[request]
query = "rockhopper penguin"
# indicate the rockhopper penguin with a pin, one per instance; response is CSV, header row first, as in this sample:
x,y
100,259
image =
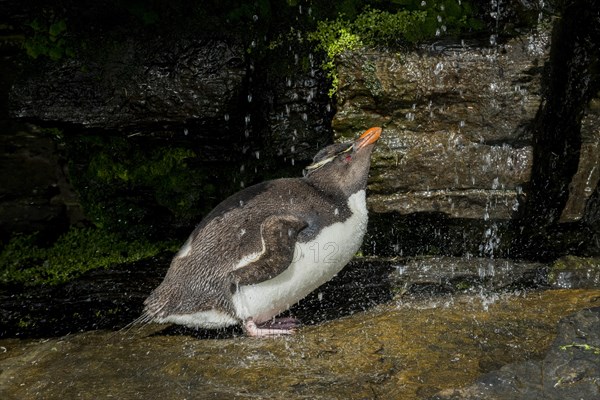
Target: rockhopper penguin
x,y
268,246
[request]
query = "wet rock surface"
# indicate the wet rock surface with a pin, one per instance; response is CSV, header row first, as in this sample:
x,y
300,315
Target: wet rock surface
x,y
111,299
570,369
137,82
457,122
409,348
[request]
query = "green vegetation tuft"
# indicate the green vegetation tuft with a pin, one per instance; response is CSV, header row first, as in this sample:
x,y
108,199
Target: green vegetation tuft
x,y
122,180
411,22
48,38
23,261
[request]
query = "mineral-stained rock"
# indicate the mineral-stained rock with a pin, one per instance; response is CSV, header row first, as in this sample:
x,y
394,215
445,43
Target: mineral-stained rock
x,y
570,370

### Task description
Your task is to copy each line of the listing that holds the word "query".

### Task answer
query = "rockhopper penguin"
query = "wet rock surface"
query = "green vegetation tuft"
query = "mineral-stained rock"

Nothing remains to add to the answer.